WHAT IS REQUIRED: Records follow. Select each line holding "plant".

** Opening THE DATA block **

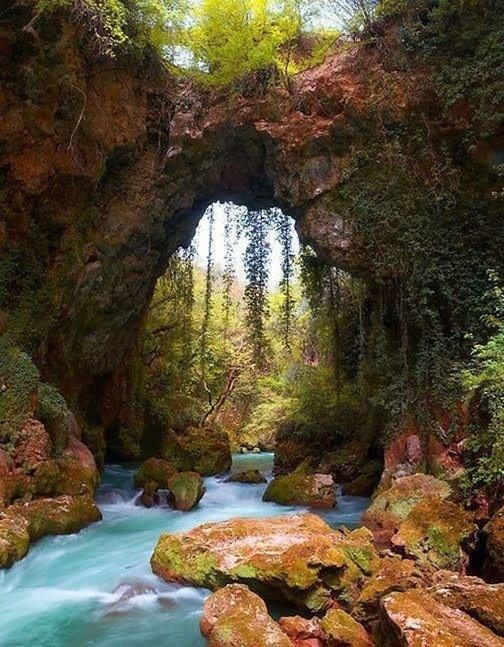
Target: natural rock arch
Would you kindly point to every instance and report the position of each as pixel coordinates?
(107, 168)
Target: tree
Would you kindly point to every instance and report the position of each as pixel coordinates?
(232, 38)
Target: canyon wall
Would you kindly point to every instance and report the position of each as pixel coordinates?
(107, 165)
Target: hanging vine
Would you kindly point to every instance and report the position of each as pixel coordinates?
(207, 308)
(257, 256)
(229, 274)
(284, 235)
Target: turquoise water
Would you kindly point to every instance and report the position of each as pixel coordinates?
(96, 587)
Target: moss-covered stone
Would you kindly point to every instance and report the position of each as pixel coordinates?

** Closing THE DATA block **
** Opening THE DATA block **

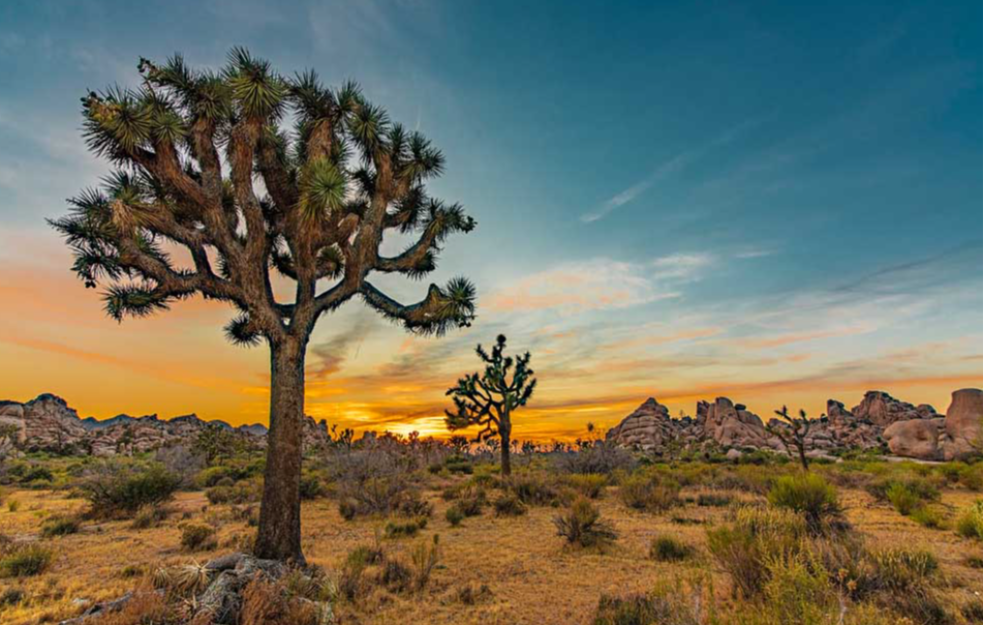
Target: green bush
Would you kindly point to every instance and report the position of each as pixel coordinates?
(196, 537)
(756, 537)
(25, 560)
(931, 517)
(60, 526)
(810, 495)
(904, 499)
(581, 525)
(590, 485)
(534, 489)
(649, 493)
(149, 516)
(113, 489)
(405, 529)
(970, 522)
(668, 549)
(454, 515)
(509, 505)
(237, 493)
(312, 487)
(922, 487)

** Closing THE DATA block **
** Opening THE DATA block **

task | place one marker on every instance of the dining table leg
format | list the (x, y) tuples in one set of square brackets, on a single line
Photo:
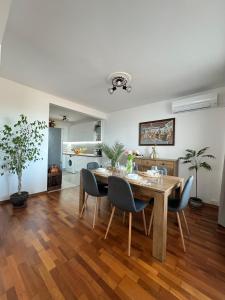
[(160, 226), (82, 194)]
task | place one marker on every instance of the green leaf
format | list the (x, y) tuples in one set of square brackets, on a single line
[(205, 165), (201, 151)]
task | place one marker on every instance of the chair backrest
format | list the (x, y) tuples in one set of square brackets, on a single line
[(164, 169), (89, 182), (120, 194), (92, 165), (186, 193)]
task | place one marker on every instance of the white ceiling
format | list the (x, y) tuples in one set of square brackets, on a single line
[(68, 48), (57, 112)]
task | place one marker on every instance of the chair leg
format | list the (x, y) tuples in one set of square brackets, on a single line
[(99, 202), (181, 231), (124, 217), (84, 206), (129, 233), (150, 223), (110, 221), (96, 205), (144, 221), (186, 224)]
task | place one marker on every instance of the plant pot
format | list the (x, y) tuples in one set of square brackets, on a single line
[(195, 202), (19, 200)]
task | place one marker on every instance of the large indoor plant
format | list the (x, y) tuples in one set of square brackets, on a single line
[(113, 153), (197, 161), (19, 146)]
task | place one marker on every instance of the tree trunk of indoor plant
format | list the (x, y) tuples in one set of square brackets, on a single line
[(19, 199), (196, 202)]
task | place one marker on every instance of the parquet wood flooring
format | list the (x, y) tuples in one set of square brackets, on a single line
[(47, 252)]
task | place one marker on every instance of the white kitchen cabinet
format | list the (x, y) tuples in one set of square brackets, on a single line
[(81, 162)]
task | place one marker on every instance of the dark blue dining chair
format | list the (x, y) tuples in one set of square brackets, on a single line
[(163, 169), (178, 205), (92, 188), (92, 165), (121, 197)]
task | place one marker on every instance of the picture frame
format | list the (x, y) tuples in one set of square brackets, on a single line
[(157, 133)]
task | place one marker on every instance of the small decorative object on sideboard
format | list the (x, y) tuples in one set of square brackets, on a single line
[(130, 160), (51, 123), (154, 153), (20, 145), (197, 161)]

** Closing THE DATA block **

SOLUTION TO THE PROBLEM:
task | place one marker on every instance of the plant pot
task | place one marker on every instance of the large indoor plant
task | place one marker on every instance of the tree trunk of indoor plant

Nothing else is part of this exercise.